**Aim**
Count the lines in the records below that contain the string "blue". Reply with only that number.

— START OF Entries provided —

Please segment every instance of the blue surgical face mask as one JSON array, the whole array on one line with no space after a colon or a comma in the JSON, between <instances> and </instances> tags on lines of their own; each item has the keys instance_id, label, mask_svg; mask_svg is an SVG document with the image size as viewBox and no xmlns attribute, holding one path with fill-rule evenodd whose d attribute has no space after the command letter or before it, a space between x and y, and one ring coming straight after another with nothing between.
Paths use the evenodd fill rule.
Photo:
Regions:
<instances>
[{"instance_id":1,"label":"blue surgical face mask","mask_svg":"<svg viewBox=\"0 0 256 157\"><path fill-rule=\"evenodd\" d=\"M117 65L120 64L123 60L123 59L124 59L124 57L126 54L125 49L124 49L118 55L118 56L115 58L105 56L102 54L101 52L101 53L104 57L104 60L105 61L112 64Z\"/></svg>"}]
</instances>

— END OF Entries provided —

**Complete answer**
2